WHAT IS BEING ASKED | Copy every line of the material below without changing a word, and leave the picture out of your copy.

*** DATA PROVIDED ***

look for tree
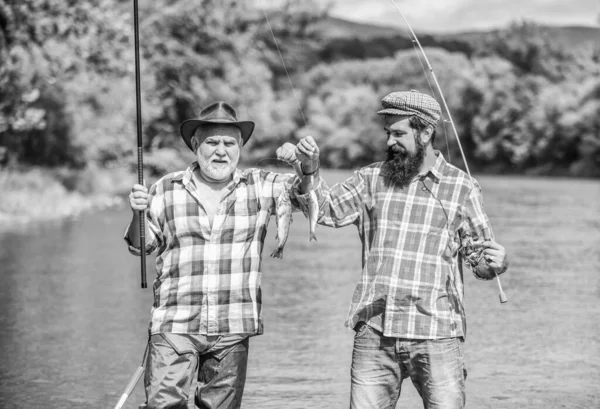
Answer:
[0,0,129,166]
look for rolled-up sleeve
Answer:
[123,185,164,256]
[291,170,366,227]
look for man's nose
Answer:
[216,143,227,156]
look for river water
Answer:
[0,172,600,409]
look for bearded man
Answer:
[125,102,291,409]
[277,91,508,409]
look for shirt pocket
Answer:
[223,199,261,243]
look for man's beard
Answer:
[381,139,425,188]
[198,155,239,181]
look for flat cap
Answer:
[377,89,442,127]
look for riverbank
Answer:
[0,167,135,231]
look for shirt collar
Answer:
[172,161,248,186]
[420,150,446,183]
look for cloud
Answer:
[332,0,600,31]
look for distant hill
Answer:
[318,16,403,40]
[319,17,600,47]
[450,26,600,47]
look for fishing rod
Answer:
[389,0,508,303]
[133,0,148,288]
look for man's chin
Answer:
[203,164,235,180]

***

EXERCISE RESPONSE |
look for tree
Answer:
[0,0,129,166]
look for rolled-up sleeve
Answer:
[123,185,164,256]
[291,170,366,227]
look for man's nose
Answer:
[216,143,227,156]
look for river water
Answer:
[0,172,600,409]
look for bearded man
Answer:
[125,102,291,409]
[277,91,508,409]
look for shirt pocket
Answer:
[223,199,261,243]
look for man's beard
Answer:
[381,139,425,188]
[198,155,239,181]
look for flat cap
Answer:
[377,89,442,127]
look for riverbank
Answer:
[0,167,135,231]
look for shirt collar
Answer:
[172,161,248,186]
[420,150,446,183]
look for cloud
Answer:
[332,0,600,31]
look for distant hill
Answer:
[318,16,403,40]
[319,17,600,47]
[450,26,600,47]
look for fishing rod
Answer:
[389,0,508,303]
[133,0,148,288]
look for man's chin
Answer:
[203,164,235,180]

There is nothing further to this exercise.